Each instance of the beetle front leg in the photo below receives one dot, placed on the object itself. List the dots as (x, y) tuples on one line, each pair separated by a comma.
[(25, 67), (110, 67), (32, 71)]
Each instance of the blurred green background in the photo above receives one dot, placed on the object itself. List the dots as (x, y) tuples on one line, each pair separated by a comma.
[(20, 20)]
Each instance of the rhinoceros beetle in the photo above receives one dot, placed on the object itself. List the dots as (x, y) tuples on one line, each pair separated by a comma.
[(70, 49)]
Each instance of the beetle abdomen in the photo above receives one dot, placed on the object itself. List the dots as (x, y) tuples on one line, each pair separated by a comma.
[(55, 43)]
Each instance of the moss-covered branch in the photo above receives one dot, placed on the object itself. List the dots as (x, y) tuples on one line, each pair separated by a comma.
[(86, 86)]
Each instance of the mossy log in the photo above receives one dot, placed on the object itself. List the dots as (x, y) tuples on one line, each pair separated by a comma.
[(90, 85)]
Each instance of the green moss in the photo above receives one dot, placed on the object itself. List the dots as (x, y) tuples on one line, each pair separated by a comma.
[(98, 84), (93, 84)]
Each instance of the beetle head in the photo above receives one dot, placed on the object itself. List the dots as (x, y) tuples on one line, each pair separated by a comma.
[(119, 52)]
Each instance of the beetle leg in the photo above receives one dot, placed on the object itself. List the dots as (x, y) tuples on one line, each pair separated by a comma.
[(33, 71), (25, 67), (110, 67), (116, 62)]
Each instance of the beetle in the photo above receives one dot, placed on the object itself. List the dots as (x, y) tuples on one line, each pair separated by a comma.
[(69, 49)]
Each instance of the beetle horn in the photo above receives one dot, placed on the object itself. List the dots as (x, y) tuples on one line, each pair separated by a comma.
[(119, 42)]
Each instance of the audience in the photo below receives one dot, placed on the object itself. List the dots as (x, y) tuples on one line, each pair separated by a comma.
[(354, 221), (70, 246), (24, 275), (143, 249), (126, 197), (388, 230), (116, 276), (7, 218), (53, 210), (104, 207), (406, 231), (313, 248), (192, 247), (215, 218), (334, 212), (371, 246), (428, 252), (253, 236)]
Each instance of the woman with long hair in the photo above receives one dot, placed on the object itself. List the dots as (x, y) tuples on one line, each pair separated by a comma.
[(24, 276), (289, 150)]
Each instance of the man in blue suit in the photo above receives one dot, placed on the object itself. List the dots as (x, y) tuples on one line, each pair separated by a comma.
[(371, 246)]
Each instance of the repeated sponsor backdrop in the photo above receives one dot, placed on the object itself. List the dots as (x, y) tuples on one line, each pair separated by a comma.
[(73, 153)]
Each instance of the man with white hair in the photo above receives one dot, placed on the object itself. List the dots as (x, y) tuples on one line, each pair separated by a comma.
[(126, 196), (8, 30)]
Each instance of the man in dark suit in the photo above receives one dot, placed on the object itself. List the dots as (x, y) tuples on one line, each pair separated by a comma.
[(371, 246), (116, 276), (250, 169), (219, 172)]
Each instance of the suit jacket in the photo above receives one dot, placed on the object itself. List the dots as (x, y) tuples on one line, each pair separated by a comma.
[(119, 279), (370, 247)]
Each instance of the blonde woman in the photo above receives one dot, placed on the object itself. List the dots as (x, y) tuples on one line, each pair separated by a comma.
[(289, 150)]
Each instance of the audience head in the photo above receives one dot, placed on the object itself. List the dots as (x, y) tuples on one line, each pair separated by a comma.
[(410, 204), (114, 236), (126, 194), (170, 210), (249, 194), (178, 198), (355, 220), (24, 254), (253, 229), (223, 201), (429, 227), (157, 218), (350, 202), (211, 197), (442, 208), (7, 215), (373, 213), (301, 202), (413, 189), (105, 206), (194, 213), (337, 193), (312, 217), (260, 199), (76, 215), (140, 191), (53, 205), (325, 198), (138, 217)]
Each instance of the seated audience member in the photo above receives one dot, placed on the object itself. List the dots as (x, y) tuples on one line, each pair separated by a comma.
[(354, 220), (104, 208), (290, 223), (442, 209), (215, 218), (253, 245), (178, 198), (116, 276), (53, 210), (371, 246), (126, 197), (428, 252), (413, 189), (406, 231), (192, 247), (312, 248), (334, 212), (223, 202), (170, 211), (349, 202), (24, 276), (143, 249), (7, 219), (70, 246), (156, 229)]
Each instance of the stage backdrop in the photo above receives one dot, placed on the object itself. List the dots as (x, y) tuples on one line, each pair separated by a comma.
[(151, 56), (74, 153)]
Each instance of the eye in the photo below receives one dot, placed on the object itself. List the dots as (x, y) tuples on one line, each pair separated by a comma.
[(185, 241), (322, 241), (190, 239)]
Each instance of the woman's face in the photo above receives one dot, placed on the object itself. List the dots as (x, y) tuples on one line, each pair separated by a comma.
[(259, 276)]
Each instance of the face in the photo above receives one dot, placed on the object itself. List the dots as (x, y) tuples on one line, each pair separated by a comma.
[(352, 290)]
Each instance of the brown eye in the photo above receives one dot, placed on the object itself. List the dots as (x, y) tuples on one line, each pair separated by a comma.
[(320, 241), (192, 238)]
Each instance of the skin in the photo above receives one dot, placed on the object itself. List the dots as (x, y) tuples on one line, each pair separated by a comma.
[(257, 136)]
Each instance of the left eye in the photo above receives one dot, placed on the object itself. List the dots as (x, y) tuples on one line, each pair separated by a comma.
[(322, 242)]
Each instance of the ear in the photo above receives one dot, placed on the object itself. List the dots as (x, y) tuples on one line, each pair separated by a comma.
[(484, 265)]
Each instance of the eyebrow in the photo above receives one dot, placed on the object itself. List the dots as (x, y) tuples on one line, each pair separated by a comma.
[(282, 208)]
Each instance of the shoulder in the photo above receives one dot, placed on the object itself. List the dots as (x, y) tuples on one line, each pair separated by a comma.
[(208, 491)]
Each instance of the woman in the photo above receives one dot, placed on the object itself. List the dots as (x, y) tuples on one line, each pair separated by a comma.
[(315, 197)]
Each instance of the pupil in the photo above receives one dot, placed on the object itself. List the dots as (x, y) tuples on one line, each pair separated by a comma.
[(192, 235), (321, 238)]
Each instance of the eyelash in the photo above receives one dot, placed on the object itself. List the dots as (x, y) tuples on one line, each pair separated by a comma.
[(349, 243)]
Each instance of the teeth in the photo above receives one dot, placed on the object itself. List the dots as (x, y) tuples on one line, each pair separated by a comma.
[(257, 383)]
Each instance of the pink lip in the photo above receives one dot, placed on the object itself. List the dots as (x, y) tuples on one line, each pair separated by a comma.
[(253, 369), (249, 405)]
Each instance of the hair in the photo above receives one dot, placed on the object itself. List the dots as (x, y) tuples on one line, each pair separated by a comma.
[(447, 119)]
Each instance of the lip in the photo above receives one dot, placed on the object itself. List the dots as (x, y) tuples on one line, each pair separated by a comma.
____________
■ What is needed: Reproduce every row above, replacing "tuples" with "coordinate pairs" and leaving everything else as it is.

■ Expected answer:
Each instance of the beetle front leg in the photo below receives one dot, placed on the object itself. List the dots as (x, y) coordinate pairs on one line, each pair separated by a comma.
[(25, 67), (110, 67), (32, 71)]
Each instance of the blurred green background in the photo above receives one dot, placed on the object itself. List the dots as (x, y) coordinate pairs on one line, each pair separated by a comma.
[(20, 20)]
Each instance of the rhinoceros beetle in the photo above receives one dot, placed on the object itself. List the dots as (x, y) coordinate pairs on one line, each pair separated by a comma.
[(70, 49)]
Each instance of the beetle abdomen in the photo above receives one dot, placed on the object itself. List the dots as (x, y) coordinate pairs on one line, each pair separated by a comma.
[(55, 43)]
Each instance of the moss-covered branch in the photo above receives one dot, placed on the object itself. List the dots as (x, y) coordinate pairs on one line, each pair separated by a comma.
[(86, 86)]
Each instance of the mossy log in the photo above receives one dot, placed on the object itself. List the dots as (x, y) coordinate pairs on one line, each pair separated by a comma.
[(90, 85)]
Each instance of the green moss in the photo above receives one dot, placed on the object itself. List the dots as (x, y) coordinate pairs on one line, each pair separated by a comma.
[(98, 84), (93, 84)]
Each instance of the beetle head in the photo above receives one dot, placed on the object itself. List the dots as (x, y) coordinate pairs on one line, each pair separated by a comma.
[(119, 52)]
Each instance of the beetle leg in the photo above receives one dot, placed on the object itself. List the dots as (x, y) coordinate pairs on one line, each pair separated by a comma.
[(33, 71), (25, 67), (110, 67), (116, 62)]
Each instance of the beetle in the photo above receives one dot, placed on the object itself. List the dots as (x, y) coordinate pairs on one line, each pair separated by a comma.
[(69, 49)]
Each instance of the beetle horn in the photo above receives one dot, placed on the object itself. List the dots as (x, y) coordinate pairs on one line, each pair separated by a comma.
[(119, 42)]
Each instance of the audience in the photo below receives one dot, placed on the object itself. List the dots as (x, y) coordinate pairs on one line, each pair separated by a comma.
[(354, 221), (70, 246), (24, 275), (143, 249), (126, 197), (388, 230), (116, 276), (7, 218), (53, 210), (104, 207), (406, 231), (313, 248), (192, 247), (215, 218), (334, 212), (371, 246), (428, 252), (253, 236)]
Each instance of the woman with long hair in the photo above receives one dot, placed on the object itself. List the dots as (x, y) coordinate pairs on one line, each pair separated by a comma.
[(24, 276), (289, 150)]
Each instance of the man in blue suit in the photo above receives one dot, placed on the object itself. List the dots as (x, y) coordinate pairs on one line, each pair separated by a comma.
[(371, 246)]
Each instance of the repeated sponsor backdrop in the photo above receives one dot, placed on the object itself. List the dots as (x, y) coordinate pairs on one line, each pair separated by a comma.
[(73, 153)]
Each instance of the man with white hair in the photo above receives one dot, placed on the object itself. List the dots as (x, y) coordinate pairs on one line, each pair separated by a comma.
[(126, 196), (8, 30)]
Each instance of the man in dark suit in the photo above receives one dot, placed on the object itself. List the dots as (x, y) coordinate pairs on one line, each pair separated by a comma.
[(371, 246), (116, 276), (250, 169), (219, 172)]
Each instance of the suit jacket in the photo above receives one dot, placed on the object itself. List the dots as (x, y) coordinate pairs on one line, each pair separated by a comma.
[(119, 279), (370, 247)]
Each instance of the blonde woman in the photo above receives one dot, placed on the object itself. List the dots as (x, y) coordinate pairs on one line, each pair separated by a comma.
[(289, 150)]
Each instance of the audience head in the photo above receives one dot, placed on the object itself. List the dots as (x, y) coordinate pairs on one line, each pair separated by a comma.
[(410, 204), (114, 236), (126, 194), (170, 210), (249, 194), (178, 198), (355, 220), (24, 254), (253, 229), (223, 201), (429, 227), (157, 218), (350, 202), (211, 197), (442, 208), (7, 215), (373, 213), (301, 202), (413, 189), (105, 206), (194, 213), (337, 193), (312, 217), (260, 199), (76, 215), (140, 191), (53, 205), (325, 198), (138, 217)]
Each instance of the seated audience member in the photo above receives one dot, placed on the object itself. List the dots as (x, y) coordinate pairs on one line, each pair separated by a comma.
[(354, 220), (104, 208), (290, 223), (442, 209), (215, 218), (253, 245), (178, 198), (116, 276), (53, 210), (371, 246), (126, 197), (428, 252), (413, 189), (406, 231), (192, 247), (312, 248), (334, 212), (223, 202), (170, 211), (349, 202), (24, 276), (143, 249), (7, 219), (70, 246), (156, 229)]
Each instance of the stage backdrop in the photo above receives one dot, placed on the object itself. List the dots as (x, y) coordinate pairs on one line, each pair separated by a comma.
[(151, 56), (74, 153)]
Each instance of the eye in the photo below receives one dot, placed on the object itself. List the dots as (x, y) coordinate pairs on one line, each pair separated by a comma.
[(185, 241), (322, 241), (190, 239)]
Each instance of the woman's face in the photo above receives one dot, placed on the object itself. List the dots as (x, y) coordinate pairs on one line, each pair separated by a comma.
[(259, 276)]
Each instance of the face in the photo above receives one dot, placed on the object itself. List the dots as (x, y) coordinate pairs on one line, each pair separated by a comma.
[(352, 290)]
Each instance of the brown eye in the photo above receives one dot, placed on the object itself. List the dots as (x, y) coordinate pairs on one line, each pair separated by a comma.
[(320, 241), (192, 238)]
Each instance of the skin in the photo above receives one dot, placed on the object itself. List the dots as (x, y) coordinate pairs on one line, each pair separated by a comma.
[(257, 136)]
Each instance of the left eye in the photo above receives one dot, placed on the object itself. List the dots as (x, y) coordinate pairs on one line, each pair separated by a comma.
[(322, 242)]
Each instance of the ear in the photo above receives one dot, placed on the object itself. List the dots as (x, y) coordinate pairs on one line, each pair separated by a comma.
[(484, 265)]
Each instance of the eyebrow in the photo above receives one dot, placed on the object itself. List the dots as (x, y) coordinate pairs on one line, each pair separated by a comma.
[(282, 208)]
Each instance of the shoulder in the photo above receives one dot, placed on the object itself. List the dots as (x, y) coordinate pairs on one line, each pair separated by a comma.
[(208, 491)]
Each instance of the woman in the photo above receives one dot, placed on the object itself. List the dots as (x, y) coordinate pairs on one line, each pair separated by a comma.
[(315, 197)]
Each instance of the pupil in the photo above receives one dot, placed on the object itself. List the dots as (x, y) coordinate pairs on one line, each pair separated by a comma.
[(192, 235), (321, 238)]
Each instance of the eyelash in the photo above receives one dot, placed on the object itself. List the dots as (x, y) coordinate pairs on one line, each pair separated by a comma.
[(349, 243)]
Each instance of the teeth in the photo above receives one dot, placed on the object itself. List the dots as (x, y) coordinate pairs on one line, each pair separated by a comma.
[(257, 383)]
Each instance of the pink lip in the photo above receives one dot, placed on the object itself. List the dots as (x, y) coordinate pairs on one line, each pair separated by a comma.
[(253, 369), (249, 405)]
Each instance of the hair in the photo above receives one dot, placed on the object itself. List the dots as (x, y) coordinate pairs on one line, each pair separated by a comma.
[(447, 119)]
Each instance of the lip in the photo above receives one dot, placed on the object itself. List the dots as (x, y) coordinate pairs on one line, each pair separated by a comma.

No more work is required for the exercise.